Questions: Joint Models for Longitudinal and Survival Data
3 questions to test your understanding
Score: 0 / 3
Question 1 Multiple Choice
A standard mixed-effects model of PSA trajectories in prostate cancer patients ignores the fact that patients with rapidly rising PSA are more likely to die and stop contributing measurements. Why does this create bias?
AThe model fits fewer data points, reducing power
BThe dropout is informative — patients with the worst PSA trajectories disappear from the data, making the observed average trajectory appear more favorable than the true population trajectory
CMixed-effects models cannot handle unequal follow-up times
DThe bias affects only the random effects, not the fixed effects
When dropout is related to the biomarker value (informative censoring), the remaining patients at later time points are a biased sample — they are the survivors with better biomarker trajectories. A standard mixed-effects model that treats dropout as ignorable will underestimate the rate of PSA rise in the population because the fastest-rising patients are no longer observed. Joint modeling handles this by explicitly linking the dropout process (survival) to the longitudinal process through shared random effects, so the model 'knows' that missing data are not random.

# [DATA EXCERPT]
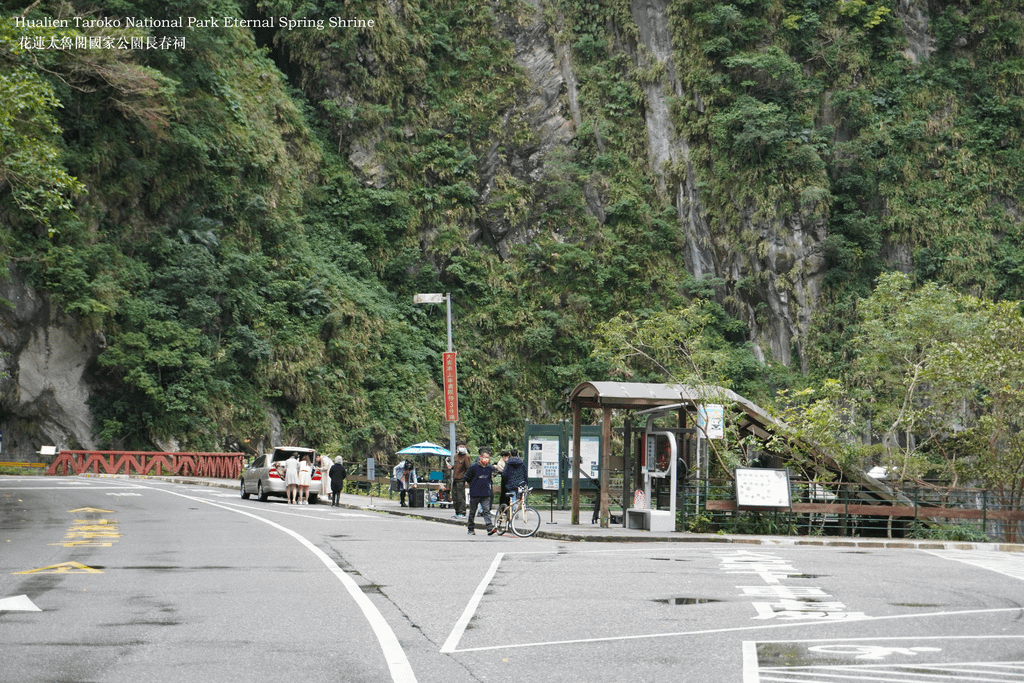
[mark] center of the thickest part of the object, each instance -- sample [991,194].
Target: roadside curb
[638,536]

# [PROBLEMS TO SOLVE]
1. List the four answer choices given for Question 1 in the quiz on joint models for longitudinal and survival data.
2. Write what comes next in the quiz on joint models for longitudinal and survival data, starting after its last sentence.
None of the lines are needed for this work.

# [SOLVED TASKS]
1.
A. The model fits fewer data points, reducing power
B. The dropout is informative — patients with the worst PSA trajectories disappear from the data, making the observed average trajectory appear more favorable than the true population trajectory
C. Mixed-effects models cannot handle unequal follow-up times
D. The bias affects only the random effects, not the fixed effects

2.
Question 2 Short Answer
Joint models use the 'true' (unobserved) biomarker value from the longitudinal submodel rather than the observed (measured) value in the survival submodel. Why is this important?
Think about your answer, then reveal below.
Model answer: Observed biomarker values contain measurement error and are only available at discrete, often irregular, time points. Using raw observed values as time-varying covariates in a Cox model attenuates the association (measurement error biases toward the null) and creates problems at event times that do not coincide with measurement times. The joint model's longitudinal submodel estimates the true underlying trajectory (smooth, continuous, and free of measurement error), and the survival submodel uses this true trajectory to predict the hazard at each moment. This produces unbiased estimates of the biomarker-hazard association.
This is analogous to errors-in-variables bias in regression: using a noisy proxy for the true predictor attenuates the estimated effect. The joint model's longitudinal submodel acts as a denoising filter, estimating the true biomarker level at each time point by borrowing strength across the subject's entire measurement history and the population trajectory. The survival submodel then uses these cleaned values.
Question 3 True / False
Dynamic prediction from a joint model updates a patient's survival probability each time a new biomarker measurement is obtained. This is more clinically useful than a single baseline prediction because it incorporates the patient's evolving trajectory.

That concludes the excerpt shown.